**Brief**
Reproduce verbatim the lines of the listing below, beginning with the line that contains "Objective — one dot per instance of the dark" and continuing through the line that contains "[[211, 96], [10, 99], [139, 100], [246, 130], [301, 98]]", both included.

**Entries provided**
◆ ◆ ◆ ◆ ◆
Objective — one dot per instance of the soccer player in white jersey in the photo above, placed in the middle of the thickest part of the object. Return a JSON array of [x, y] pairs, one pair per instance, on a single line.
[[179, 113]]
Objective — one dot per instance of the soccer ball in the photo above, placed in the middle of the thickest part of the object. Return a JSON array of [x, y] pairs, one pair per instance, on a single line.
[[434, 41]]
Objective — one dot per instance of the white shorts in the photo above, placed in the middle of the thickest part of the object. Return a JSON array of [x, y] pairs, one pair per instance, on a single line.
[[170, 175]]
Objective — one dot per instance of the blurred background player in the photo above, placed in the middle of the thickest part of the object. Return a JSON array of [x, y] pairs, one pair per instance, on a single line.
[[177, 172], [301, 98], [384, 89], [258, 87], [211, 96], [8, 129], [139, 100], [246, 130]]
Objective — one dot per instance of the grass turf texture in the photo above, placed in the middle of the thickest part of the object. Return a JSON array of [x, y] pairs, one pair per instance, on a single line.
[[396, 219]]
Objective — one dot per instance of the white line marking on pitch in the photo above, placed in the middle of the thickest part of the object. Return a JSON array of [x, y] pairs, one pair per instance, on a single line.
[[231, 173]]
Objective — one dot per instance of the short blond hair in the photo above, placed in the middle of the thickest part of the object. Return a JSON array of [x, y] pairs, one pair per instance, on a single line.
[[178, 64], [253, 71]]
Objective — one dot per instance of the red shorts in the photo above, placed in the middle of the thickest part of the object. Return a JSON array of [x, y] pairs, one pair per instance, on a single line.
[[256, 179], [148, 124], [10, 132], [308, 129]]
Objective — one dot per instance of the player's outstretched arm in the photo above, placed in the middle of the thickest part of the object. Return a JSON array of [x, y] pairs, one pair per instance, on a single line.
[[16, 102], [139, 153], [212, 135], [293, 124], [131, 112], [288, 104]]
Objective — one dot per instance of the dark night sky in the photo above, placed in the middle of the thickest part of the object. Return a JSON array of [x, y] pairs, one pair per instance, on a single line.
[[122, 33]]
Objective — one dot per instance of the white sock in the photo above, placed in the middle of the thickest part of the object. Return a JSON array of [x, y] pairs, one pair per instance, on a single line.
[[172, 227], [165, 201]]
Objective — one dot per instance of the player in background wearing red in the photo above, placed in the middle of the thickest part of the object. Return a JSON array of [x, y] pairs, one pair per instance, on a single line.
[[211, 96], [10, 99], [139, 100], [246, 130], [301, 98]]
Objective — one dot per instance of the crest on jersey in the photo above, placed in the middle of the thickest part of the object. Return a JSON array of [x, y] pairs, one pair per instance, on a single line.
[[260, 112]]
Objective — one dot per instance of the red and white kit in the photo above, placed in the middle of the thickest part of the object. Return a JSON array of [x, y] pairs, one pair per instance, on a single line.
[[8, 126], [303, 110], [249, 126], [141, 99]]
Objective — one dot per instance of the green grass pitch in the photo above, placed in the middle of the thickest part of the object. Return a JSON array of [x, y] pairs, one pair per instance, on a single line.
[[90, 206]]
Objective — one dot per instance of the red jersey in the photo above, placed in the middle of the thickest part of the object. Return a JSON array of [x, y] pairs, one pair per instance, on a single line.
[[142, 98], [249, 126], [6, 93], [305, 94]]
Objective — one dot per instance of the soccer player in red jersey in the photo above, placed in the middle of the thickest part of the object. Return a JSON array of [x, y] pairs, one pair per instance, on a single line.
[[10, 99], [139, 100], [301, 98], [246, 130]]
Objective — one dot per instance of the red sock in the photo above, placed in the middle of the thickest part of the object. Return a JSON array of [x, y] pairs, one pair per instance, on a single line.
◆ ◆ ◆ ◆ ◆
**Finished answer**
Objective — one dot per instance of the dark night sky in the photo above, placed in the middle of the thickest part of the object. Return a JSON array of [x, y] pairs, one pair per instance, on a single line.
[[122, 33]]
Objective — one dot per instance of the white sock in the photo above, placed in the middle of the thickest part of the object. Return a JSON array of [x, y] pairs, one pair per instance, on a single line.
[[172, 227], [165, 201]]
Objective — one dot per instance of the player in background wearing red in the photo above, placed in the middle of the thickest part of the object. Return a JSON array of [x, y] pairs, one pair per instance, on a single line.
[[211, 96], [10, 99], [139, 100], [246, 130], [301, 98]]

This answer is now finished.